[[ Document passage, beginning ]]

Global and political developments

  • US president Joe Biden urged Israel “to do everything in his power, as difficult as it is, to protect innocent civilians” 
  • The US Treasury promised to increase efforts to “degrade and disrupt” Hamas’s financial network with new sanctions
  • The Pentagon confirmed that US fighter jets launched airstrikes on two locations in eastern Syria linked to Iran’s Revolutionary Guard Corps
  • Hamas and Iranian leaders arrived in Moscow last Thursday to meet senior Russian officials, intensifying geopolitical tensions
  • US president Joe Biden warned China not to engage in unlawful activity towards the Philippines as any attack would invoke the US-Philippine mutual defence treaty
  • Slovakian and Hungarian leaders threatened to veto further EU military support for Ukraine indicating a split emerging on EU’s unity over the Ukraine war
  • Turkish president Recep Tayyip Erdoğan put Sweden’s NATO bid to a parliamentary vote, which is expected to ratify the accession
  • Republican, and Donald Trump ally, Mike Johnson was elected Speaker of the House of Representatives, ending weeks of gridlock in the lower chamber
  • Far-right Argentinian presidential candidate Javier Milei was endorsed by centre-right candidate Patricia Bullrich ahead of the election runoff against centre-left candidate Sergio Massa
  • China and Colombia announced a further strengthening of their bilateral relationship to a “strategic partnership.”

And finally… a 14-year-old cat entered the Guinness World Records book. Bella, a cat from Huntington, Cambridgeshire, broke the world record for the loudest purr made by a living feline. The purr reached 54.6 decibels, which is the equivalent of a boiling kettle – purr-sonal best.

[[ Document passage, end ]]
[[ Supplied data, beginning ]]

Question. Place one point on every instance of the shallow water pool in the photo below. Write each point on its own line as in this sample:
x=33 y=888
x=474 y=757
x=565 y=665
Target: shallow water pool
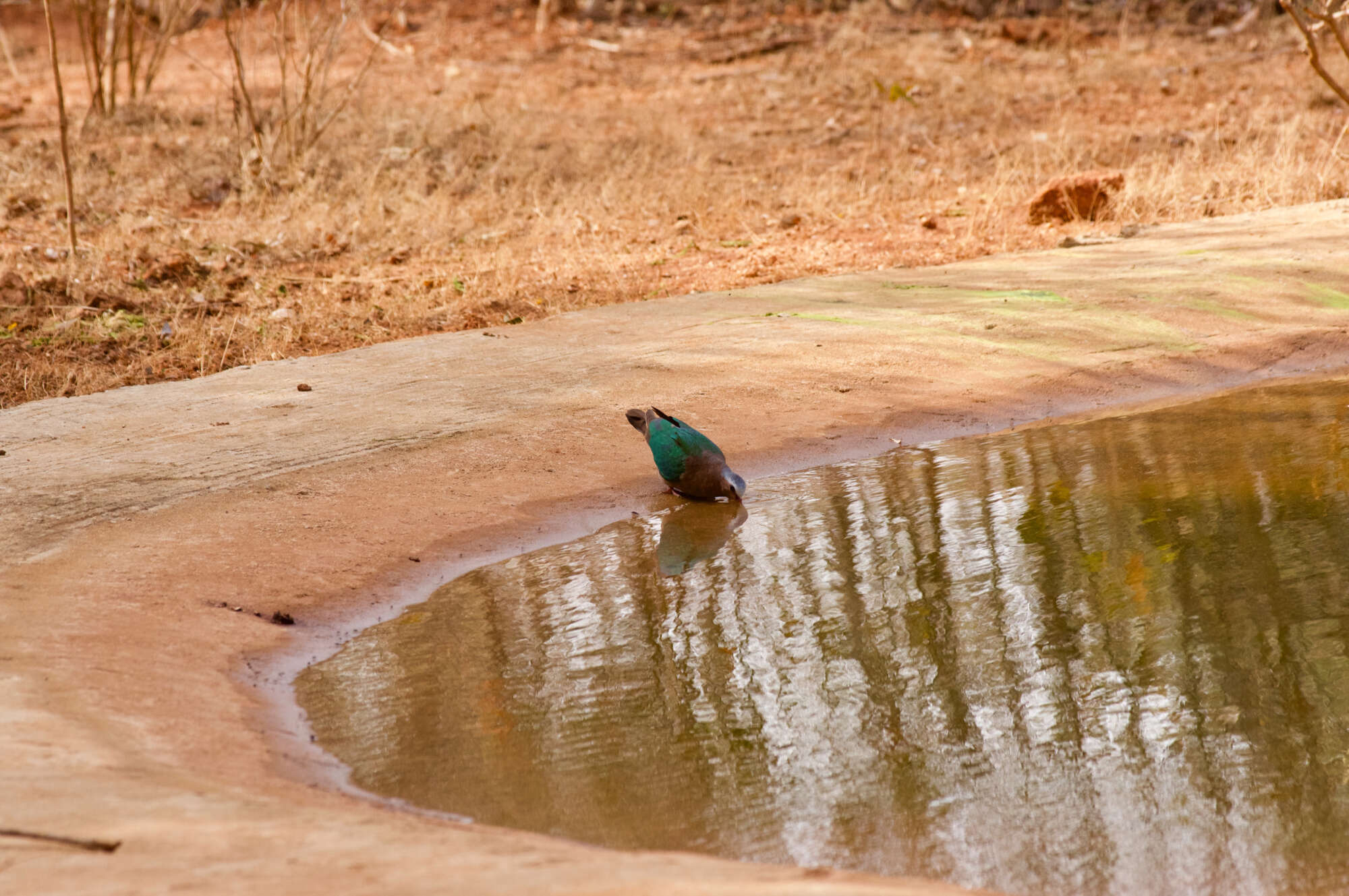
x=1104 y=657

[[ Supplied data, end ]]

What to do:
(a) Reproduce the portion of the political developments summary that opens with the words containing "And finally… a" and closes with "kettle – purr-sonal best.".
(b) According to the political developments summary, what sound level did Bella's purr reach?
The data above come from a different source than the political developments summary.

Exercise answers:
(a)
And finally… a 14-year-old cat entered the Guinness World Records book. Bella, a cat from Huntington, Cambridgeshire, broke the world record for the loudest purr made by a living feline. The purr reached 54.6 decibels, which is the equivalent of a boiling kettle – purr-sonal best.

(b) 54.6 decibels